→ Problem description: Which lines of the records below contain the word "target"? Report each of them in full.

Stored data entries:
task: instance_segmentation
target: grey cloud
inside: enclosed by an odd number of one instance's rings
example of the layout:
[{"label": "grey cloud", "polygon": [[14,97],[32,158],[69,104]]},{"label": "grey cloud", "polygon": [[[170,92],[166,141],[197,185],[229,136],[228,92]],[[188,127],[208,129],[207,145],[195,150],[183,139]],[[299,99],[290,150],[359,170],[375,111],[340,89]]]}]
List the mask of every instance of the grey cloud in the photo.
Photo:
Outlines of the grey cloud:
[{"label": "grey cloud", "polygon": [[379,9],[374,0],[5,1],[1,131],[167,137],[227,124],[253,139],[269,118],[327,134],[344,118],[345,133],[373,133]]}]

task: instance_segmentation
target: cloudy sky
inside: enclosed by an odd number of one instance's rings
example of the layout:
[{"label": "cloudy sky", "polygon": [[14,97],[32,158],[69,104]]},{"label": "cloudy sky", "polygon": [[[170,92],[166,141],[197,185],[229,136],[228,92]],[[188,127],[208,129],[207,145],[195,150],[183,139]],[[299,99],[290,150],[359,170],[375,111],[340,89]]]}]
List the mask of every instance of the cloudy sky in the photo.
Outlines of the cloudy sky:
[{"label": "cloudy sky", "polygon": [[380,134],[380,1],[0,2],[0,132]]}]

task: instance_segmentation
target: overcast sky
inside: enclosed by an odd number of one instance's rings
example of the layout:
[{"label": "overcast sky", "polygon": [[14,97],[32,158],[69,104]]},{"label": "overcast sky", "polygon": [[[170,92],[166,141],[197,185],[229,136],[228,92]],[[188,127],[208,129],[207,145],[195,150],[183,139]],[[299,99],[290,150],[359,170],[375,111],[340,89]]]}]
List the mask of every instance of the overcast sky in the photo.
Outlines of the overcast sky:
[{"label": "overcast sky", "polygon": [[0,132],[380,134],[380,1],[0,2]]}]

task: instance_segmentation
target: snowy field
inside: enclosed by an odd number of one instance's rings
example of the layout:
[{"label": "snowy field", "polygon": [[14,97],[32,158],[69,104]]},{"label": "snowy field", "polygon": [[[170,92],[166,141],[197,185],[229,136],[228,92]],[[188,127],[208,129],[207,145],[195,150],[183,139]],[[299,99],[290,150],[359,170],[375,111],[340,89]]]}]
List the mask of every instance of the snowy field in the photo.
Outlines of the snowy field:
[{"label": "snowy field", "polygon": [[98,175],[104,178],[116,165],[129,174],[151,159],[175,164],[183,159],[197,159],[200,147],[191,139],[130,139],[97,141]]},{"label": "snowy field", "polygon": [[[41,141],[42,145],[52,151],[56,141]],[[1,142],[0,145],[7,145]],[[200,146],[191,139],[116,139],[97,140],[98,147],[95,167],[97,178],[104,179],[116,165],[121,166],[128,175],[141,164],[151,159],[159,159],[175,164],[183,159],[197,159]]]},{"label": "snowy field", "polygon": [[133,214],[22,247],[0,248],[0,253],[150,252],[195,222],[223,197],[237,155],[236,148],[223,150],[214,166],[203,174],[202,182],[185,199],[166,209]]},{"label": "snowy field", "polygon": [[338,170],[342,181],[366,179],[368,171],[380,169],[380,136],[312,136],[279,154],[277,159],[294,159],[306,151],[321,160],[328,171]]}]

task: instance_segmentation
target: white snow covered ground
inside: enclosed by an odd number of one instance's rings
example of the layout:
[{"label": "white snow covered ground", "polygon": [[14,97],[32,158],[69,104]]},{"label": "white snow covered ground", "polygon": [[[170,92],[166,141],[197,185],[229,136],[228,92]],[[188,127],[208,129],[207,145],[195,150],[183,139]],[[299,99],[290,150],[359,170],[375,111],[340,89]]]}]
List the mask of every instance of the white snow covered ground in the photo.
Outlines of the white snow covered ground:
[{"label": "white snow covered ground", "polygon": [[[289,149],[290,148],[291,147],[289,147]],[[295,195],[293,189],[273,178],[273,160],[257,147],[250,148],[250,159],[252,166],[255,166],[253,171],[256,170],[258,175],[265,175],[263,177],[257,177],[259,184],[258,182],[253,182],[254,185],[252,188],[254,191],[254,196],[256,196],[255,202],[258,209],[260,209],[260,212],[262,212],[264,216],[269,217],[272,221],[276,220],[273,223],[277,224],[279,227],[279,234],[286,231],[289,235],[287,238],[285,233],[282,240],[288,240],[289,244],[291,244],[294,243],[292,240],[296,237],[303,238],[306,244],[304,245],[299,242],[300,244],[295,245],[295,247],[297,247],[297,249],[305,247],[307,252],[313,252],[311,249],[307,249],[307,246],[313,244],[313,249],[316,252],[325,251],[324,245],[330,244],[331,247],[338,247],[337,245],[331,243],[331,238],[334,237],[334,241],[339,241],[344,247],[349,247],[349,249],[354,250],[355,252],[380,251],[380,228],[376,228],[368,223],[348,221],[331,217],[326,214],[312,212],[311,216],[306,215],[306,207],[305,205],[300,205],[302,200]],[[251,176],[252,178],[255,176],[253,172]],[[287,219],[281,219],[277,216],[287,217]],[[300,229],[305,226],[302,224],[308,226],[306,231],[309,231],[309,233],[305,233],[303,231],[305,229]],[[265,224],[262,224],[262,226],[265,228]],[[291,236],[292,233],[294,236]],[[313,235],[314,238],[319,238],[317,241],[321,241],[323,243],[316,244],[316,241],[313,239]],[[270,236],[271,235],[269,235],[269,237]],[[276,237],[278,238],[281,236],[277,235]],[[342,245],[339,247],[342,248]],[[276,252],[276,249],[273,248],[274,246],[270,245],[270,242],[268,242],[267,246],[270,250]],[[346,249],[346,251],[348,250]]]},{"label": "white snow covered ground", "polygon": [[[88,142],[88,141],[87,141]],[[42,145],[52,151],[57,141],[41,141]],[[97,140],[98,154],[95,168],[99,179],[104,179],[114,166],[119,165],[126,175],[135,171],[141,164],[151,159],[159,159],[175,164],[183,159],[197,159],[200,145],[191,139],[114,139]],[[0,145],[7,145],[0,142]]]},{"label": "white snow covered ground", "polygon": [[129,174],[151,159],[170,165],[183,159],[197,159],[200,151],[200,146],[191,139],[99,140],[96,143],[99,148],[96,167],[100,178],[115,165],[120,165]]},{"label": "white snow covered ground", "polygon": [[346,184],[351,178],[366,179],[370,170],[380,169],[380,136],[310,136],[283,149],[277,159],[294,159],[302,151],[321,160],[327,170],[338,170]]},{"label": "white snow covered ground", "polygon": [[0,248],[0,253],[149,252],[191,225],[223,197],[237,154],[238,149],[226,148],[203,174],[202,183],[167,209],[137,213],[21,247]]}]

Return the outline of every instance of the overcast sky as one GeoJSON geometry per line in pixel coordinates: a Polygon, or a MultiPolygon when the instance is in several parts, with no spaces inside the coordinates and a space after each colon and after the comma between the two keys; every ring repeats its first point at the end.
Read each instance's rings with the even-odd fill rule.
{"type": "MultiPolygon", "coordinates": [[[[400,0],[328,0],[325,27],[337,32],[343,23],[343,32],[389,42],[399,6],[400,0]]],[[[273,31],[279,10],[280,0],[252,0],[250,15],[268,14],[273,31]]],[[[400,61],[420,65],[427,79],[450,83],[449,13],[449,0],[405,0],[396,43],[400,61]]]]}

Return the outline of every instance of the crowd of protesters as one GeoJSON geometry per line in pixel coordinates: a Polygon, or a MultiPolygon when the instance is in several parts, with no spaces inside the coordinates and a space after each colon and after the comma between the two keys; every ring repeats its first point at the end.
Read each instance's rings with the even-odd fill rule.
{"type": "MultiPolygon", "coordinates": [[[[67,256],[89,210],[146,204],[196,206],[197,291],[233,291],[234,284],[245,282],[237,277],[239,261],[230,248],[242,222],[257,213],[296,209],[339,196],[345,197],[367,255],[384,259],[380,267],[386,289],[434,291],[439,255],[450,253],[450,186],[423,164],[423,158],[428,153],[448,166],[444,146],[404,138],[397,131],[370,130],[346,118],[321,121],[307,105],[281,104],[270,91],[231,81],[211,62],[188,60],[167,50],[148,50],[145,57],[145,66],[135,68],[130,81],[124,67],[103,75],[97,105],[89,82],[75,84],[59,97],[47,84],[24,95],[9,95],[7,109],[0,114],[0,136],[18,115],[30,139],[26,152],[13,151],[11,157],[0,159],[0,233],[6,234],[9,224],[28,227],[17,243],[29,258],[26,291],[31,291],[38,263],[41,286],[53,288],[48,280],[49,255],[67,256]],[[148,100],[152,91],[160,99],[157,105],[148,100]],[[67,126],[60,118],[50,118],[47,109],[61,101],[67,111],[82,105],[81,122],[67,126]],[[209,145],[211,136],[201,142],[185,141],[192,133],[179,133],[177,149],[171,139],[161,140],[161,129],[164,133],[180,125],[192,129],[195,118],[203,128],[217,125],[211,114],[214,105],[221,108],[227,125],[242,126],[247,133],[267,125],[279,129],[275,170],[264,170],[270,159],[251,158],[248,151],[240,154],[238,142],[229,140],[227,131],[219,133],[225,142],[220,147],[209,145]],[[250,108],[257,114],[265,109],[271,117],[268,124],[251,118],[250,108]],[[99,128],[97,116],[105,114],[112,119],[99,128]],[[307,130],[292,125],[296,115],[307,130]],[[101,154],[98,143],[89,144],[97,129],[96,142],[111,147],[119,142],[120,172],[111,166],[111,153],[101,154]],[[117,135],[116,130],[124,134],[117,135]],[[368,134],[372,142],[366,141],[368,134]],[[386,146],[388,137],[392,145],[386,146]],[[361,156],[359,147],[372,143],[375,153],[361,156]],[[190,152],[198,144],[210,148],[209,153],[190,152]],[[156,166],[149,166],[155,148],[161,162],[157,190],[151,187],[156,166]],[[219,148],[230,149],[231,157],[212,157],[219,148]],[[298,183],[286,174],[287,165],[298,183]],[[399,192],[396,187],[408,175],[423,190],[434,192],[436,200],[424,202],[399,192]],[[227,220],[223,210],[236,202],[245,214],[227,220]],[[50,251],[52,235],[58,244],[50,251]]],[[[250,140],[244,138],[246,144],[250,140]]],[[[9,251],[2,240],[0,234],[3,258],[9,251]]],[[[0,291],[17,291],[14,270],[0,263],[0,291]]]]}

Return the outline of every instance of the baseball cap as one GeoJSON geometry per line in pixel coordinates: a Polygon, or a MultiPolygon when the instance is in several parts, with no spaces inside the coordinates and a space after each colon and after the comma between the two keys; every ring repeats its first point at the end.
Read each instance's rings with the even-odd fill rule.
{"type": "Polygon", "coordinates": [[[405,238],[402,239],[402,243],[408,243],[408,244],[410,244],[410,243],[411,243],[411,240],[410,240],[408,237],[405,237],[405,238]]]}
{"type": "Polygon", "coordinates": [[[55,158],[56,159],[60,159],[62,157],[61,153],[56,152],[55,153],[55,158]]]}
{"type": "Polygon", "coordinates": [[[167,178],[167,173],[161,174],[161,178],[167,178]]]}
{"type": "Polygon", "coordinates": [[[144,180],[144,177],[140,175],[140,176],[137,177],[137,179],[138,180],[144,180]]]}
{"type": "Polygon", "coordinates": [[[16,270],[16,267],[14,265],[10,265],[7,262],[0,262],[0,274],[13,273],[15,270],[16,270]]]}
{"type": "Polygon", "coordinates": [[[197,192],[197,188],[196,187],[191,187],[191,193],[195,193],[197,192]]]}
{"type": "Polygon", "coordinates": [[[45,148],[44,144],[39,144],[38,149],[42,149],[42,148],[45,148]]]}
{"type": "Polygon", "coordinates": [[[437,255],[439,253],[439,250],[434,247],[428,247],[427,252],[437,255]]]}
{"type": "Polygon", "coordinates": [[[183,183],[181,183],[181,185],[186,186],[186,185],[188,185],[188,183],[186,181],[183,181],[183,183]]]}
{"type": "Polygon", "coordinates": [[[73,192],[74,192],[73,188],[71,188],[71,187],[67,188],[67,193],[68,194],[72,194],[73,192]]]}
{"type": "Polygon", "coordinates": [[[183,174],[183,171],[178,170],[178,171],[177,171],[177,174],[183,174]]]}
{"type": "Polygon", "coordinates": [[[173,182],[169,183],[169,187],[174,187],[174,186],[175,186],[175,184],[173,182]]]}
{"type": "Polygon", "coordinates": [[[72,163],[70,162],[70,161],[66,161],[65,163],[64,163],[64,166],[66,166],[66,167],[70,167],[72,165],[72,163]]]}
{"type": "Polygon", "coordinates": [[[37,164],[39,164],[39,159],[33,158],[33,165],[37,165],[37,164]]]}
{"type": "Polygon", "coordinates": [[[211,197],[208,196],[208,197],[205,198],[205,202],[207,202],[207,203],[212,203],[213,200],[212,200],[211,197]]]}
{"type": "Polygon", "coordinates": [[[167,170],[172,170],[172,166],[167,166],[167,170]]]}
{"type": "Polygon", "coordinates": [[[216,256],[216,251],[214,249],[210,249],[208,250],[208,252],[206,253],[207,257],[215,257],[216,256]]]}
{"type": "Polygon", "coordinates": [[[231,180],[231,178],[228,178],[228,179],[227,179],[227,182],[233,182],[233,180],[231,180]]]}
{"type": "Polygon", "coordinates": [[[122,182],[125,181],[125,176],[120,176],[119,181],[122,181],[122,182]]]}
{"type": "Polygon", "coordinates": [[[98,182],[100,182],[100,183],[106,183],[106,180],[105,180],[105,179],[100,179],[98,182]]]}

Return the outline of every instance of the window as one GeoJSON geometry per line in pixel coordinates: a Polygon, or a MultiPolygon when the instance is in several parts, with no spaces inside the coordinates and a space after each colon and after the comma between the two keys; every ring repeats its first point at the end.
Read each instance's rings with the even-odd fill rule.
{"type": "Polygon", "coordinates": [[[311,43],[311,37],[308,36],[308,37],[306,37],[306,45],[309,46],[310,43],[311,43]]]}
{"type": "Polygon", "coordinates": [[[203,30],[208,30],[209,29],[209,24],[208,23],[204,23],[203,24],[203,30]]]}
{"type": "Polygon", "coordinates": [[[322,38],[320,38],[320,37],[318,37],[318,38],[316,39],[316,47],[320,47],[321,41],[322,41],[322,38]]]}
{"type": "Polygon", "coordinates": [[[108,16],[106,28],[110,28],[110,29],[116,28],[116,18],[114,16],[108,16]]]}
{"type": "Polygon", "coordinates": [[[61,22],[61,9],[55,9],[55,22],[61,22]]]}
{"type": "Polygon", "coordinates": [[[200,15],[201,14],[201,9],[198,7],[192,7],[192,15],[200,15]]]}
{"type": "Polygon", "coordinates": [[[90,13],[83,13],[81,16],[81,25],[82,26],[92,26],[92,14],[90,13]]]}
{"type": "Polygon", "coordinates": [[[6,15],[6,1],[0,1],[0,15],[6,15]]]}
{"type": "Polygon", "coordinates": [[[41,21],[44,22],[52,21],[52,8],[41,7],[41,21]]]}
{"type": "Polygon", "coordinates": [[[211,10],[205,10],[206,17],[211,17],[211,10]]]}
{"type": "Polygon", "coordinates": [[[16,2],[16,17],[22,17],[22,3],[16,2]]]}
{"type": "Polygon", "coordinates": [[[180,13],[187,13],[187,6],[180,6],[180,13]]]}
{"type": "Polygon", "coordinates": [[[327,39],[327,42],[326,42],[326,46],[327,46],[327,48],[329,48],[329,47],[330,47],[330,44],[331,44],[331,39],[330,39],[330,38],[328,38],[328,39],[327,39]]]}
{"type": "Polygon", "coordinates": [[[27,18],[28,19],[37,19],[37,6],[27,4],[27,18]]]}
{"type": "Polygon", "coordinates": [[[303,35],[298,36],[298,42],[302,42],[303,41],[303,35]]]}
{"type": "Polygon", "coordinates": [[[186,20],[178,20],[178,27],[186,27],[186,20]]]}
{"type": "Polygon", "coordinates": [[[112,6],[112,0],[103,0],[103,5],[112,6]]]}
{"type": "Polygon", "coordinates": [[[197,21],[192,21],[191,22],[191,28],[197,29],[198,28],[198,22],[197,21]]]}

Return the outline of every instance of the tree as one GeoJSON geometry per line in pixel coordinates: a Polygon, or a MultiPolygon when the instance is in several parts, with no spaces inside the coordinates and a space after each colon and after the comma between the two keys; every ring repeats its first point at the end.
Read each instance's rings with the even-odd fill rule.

→ Task output:
target: grey cloud
target: cloudy sky
target: overcast sky
target: snowy field
target: white snow covered ground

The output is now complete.